__Supplied data__.
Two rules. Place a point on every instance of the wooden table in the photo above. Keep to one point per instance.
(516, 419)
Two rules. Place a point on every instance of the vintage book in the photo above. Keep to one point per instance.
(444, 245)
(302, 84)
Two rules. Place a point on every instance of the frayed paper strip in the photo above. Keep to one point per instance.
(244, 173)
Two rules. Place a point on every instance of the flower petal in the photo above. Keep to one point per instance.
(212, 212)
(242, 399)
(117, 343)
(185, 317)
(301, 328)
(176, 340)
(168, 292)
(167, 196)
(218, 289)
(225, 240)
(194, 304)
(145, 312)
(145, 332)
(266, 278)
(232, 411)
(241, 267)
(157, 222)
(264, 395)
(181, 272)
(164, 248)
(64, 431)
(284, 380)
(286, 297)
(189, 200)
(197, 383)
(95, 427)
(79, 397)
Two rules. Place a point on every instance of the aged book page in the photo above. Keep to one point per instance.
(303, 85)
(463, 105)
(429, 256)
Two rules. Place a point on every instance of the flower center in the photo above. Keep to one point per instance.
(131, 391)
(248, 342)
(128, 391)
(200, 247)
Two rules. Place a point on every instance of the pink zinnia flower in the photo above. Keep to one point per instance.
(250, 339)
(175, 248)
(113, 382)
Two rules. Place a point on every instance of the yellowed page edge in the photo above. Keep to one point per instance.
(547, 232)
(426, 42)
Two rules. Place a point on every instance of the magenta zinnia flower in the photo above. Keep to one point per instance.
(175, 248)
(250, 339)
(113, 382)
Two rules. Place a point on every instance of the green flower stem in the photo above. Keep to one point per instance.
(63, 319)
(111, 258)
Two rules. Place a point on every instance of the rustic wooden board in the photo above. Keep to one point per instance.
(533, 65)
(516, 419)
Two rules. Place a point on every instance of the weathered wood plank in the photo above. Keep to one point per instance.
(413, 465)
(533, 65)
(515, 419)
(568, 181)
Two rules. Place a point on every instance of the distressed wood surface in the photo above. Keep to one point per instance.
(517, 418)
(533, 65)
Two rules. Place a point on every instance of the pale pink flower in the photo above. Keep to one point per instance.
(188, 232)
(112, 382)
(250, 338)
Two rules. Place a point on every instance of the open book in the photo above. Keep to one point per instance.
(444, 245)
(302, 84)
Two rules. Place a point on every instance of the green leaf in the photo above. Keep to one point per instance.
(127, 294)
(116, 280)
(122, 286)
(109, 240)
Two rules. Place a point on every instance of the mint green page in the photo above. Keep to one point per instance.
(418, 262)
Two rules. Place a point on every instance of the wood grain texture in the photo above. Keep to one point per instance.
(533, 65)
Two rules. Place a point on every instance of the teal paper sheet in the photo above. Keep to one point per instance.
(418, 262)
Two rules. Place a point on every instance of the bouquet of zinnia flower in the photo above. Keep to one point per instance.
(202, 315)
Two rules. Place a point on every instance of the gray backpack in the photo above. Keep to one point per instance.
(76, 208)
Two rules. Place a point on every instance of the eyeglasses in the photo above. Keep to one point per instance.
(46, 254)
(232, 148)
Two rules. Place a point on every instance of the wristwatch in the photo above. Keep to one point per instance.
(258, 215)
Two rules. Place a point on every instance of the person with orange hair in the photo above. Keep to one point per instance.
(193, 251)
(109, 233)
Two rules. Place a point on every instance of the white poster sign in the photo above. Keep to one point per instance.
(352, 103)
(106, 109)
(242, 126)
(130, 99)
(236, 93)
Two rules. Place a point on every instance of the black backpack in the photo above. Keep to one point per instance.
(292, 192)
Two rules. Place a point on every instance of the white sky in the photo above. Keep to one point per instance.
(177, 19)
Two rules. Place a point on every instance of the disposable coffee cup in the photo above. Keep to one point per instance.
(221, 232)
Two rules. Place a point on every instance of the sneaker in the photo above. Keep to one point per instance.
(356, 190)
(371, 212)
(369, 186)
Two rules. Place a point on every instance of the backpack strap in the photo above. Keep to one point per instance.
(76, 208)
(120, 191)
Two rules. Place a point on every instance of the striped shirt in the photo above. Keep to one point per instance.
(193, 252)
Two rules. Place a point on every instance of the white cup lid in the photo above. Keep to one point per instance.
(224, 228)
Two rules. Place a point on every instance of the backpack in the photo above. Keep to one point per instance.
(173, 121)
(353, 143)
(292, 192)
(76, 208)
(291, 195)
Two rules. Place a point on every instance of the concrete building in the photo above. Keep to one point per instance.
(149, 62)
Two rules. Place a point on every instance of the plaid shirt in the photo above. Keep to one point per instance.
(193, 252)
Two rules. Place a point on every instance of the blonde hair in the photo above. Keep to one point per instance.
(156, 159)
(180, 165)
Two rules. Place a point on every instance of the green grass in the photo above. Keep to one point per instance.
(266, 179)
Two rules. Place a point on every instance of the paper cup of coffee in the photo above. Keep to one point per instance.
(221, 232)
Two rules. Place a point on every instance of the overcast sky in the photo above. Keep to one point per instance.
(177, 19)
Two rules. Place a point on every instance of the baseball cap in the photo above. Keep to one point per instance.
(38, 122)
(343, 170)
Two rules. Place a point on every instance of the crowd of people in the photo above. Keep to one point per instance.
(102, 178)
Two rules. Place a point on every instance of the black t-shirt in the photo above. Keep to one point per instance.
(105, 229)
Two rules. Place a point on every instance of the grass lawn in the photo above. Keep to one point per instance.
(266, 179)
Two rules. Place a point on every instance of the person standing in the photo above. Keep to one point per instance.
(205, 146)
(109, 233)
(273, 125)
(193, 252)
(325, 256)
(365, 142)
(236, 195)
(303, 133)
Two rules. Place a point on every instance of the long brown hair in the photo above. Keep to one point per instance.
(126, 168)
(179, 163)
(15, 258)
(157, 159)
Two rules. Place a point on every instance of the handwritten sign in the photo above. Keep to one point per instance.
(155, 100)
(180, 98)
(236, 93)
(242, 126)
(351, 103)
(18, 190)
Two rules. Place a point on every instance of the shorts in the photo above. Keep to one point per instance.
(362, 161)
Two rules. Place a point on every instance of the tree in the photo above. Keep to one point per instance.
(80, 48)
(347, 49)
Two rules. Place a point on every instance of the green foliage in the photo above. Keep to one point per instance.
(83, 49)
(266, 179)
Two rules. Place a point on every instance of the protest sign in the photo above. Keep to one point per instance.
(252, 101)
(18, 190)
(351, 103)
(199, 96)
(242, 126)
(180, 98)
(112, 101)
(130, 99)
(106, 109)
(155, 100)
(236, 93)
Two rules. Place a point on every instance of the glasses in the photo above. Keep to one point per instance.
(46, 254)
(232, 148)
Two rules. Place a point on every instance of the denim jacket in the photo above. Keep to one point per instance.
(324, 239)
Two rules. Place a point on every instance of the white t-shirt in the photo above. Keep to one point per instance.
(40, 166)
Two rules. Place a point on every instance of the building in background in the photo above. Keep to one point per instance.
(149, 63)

__The task__.
Copy out every line of the data above, exactly as given.

__Answer to this exercise__.
Two rules. Place a point on every instance of the wooden table in the photo above. Keep to one point per instance.
(516, 419)
Two rules. Place a point on every instance of the vintage book in the photo above. Keep to one point per instance.
(444, 245)
(302, 84)
Two rules. Place a point on every instance of the frayed paper strip in the photo above. Keep to one point per instance.
(244, 173)
Two rules. Place a point on every instance of the flower petal in the photo above. Keep to one point per instance.
(212, 212)
(242, 399)
(117, 343)
(185, 317)
(301, 328)
(176, 340)
(168, 292)
(167, 196)
(218, 289)
(225, 240)
(194, 304)
(145, 312)
(145, 332)
(266, 278)
(232, 411)
(241, 267)
(157, 222)
(264, 395)
(181, 272)
(164, 248)
(64, 431)
(284, 380)
(286, 297)
(189, 200)
(197, 383)
(95, 427)
(79, 397)
Two rules. Place a point on every instance of the aged book page in the photo above. Keep to one point per instance.
(303, 85)
(463, 105)
(429, 256)
Two rules. Place a point on every instance of the flower center in the photo above. Keep to one point per instance.
(131, 391)
(248, 342)
(128, 391)
(200, 247)
Two rules. Place a point on every instance of the pink zinnia flower in the photo above. Keep to one point per instance.
(250, 339)
(175, 248)
(113, 382)
Two rules. Place a point on every instance of the yellowed page edge in the photo above. Keep to one point per instance.
(547, 232)
(426, 42)
Two rules. Place a point on every instance of the magenta zinnia flower in the photo above. Keep to one point per instance.
(175, 248)
(250, 339)
(113, 382)
Two rules. Place a point on every instance of the green flower stem in the photo above. Keep to one point per instance.
(63, 319)
(111, 258)
Two rules. Place a point on every instance of the rustic wooden board in the photo above. Keep to one point per instance.
(533, 65)
(516, 419)
Two rules. Place a point on every instance of the weathered wood plank in the photo above. Keep to one point per instance.
(413, 465)
(533, 65)
(515, 419)
(568, 181)
Two rules. Place a point on every instance of the distressed wood surface in the photo above. Keep to one point per instance.
(517, 418)
(533, 65)
Two rules. Place a point on every instance of the pale pink flower in the photo above. Keep to one point per instance.
(188, 232)
(112, 382)
(250, 338)
Two rules. Place a point on every instance of the open book in the photo above. Keep to one point per instance.
(444, 245)
(302, 84)
Two rules. Place a point on every instance of the green leaf in the photo above. Keep to one point per instance.
(127, 294)
(116, 280)
(122, 286)
(109, 240)
Two rules. Place a point on every instance of the mint green page in the photo above. Keep to one point per instance.
(418, 262)
Two rules. Place a point on every instance of the wood grain texture in the photo above. Keep to one point per instance.
(533, 65)
Two rules. Place a point on every instance of the teal paper sheet in the photo above. Keep to one point per instance.
(418, 262)
Two rules. Place a point on every instance of the bouquet of zinnia flower in the photo above. Keep to one point per instance.
(202, 315)
Two rules. Place a point on every instance of the gray backpack in the photo above. Keep to one point per instance.
(76, 208)
Two rules. Place a point on every instance of the eyeglasses in the photo above. Keep to one point per instance.
(46, 254)
(232, 148)
Two rules. Place a point on every instance of the wristwatch in the photo above. Keep to one point per instance.
(258, 215)
Two rules. Place a point on every instance of the person with orange hair in the photo above. Keep to one point per instance.
(193, 251)
(109, 233)
Two rules. Place a point on every instance of the white poster sign in the photo above. Keep to one point per instance.
(352, 103)
(106, 109)
(242, 126)
(130, 99)
(236, 93)
Two rules. Place a point on every instance of the black backpack in the photo above. Keep to one point per instance.
(292, 192)
Two rules. Place a point on every instance of the white sky in the photo above. Keep to one point per instance.
(177, 19)
Two rules. Place a point on every instance of the disposable coffee cup in the photo above. Keep to one point per instance.
(221, 232)
Two rules. Place a point on every instance of the sneaker in the photo above. Keep to one point per instance.
(356, 190)
(371, 212)
(369, 186)
Two rules. Place a point on every instance of the backpack strap in the photo above. Keep to one point per instance.
(76, 208)
(120, 191)
Two rules. Place a point on every instance of the striped shirt in the photo above. Keep to one point per instance.
(193, 252)
Two rules. Place a point on every instance of the white cup lid in the photo above. Keep to one point per instance.
(224, 228)
Two rules. Place a point on every instance of the backpack in the photo above. Keep to one point per instance.
(173, 121)
(353, 143)
(292, 192)
(76, 208)
(291, 195)
Two rules. Place a point on every instance of the concrete building in the photo above. Keep to one point per instance.
(149, 62)
Two rules. Place a point on every instance of the plaid shirt in the photo above. Keep to one point per instance.
(193, 252)
Two rules. Place a point on every instance of the blonde hair in the photo above. Keep to one point per instance.
(156, 159)
(180, 165)
Two rules. Place a point on every instance of the green grass in the photo above. Keep to one point per instance.
(266, 179)
Two rules. Place a point on every instance of the paper cup of coffee in the photo above. Keep to one point per instance.
(221, 232)
Two rules. Place a point on every instance of the overcast sky in the photo above. Keep to one point per instance.
(177, 19)
Two rules. Place a point on every instance of the baseball cap in the photo above. Keep to one point per instance.
(38, 122)
(343, 170)
Two rules. Place a point on every instance of the crowd of people in the photo above. Keep to one point per instance.
(102, 178)
Two rules. Place a point on every instance of the black t-shirt in the photo above. Keep to one point per instance.
(105, 229)
Two rules. Place a point on every instance of the grass lawn in the photo above. Keep to one point per instance.
(266, 179)
Two rules. Place a point on every instance of the person standing in the photo above. Keep to one point per instance.
(205, 146)
(109, 233)
(273, 125)
(193, 252)
(325, 256)
(365, 142)
(236, 195)
(303, 133)
Two rules. Place a point on every instance of the long brown hair in the photo above. Keep to one point per instance.
(126, 168)
(179, 163)
(15, 258)
(157, 159)
Two rules. Place a point on every instance of the handwritten sign in the photo above. Keep to one point per instance.
(155, 100)
(180, 98)
(236, 93)
(242, 126)
(351, 103)
(18, 190)
Two rules. Place a point on every instance of the shorts in the photo above. Keep to one point per instance.
(362, 161)
Two rules. Place a point on every instance of the tree in the photo above. Keep to one point per instance.
(80, 48)
(347, 49)
Two rules. Place a point on every instance of the green foliage in the photo above. Keep to one point per instance.
(83, 49)
(266, 179)
Two rules. Place a point on every instance of the protest sign in the photo above. Keep to one point per instance.
(252, 101)
(18, 190)
(351, 103)
(199, 96)
(242, 126)
(180, 98)
(112, 101)
(130, 99)
(106, 109)
(155, 100)
(236, 93)
Two rules. Place a point on every instance of the glasses in the photo above. Keep to one point per instance.
(46, 254)
(232, 148)
Two rules. Place a point on every instance of the denim jacket in the photo above. Keep to one point per instance.
(324, 239)
Two rules. Place a point on every instance of the white t-shirt in the photo above. Keep to one point per instance.
(40, 166)
Two rules. Place a point on every instance of the building in background in the photo above. Keep to one point per instance.
(149, 63)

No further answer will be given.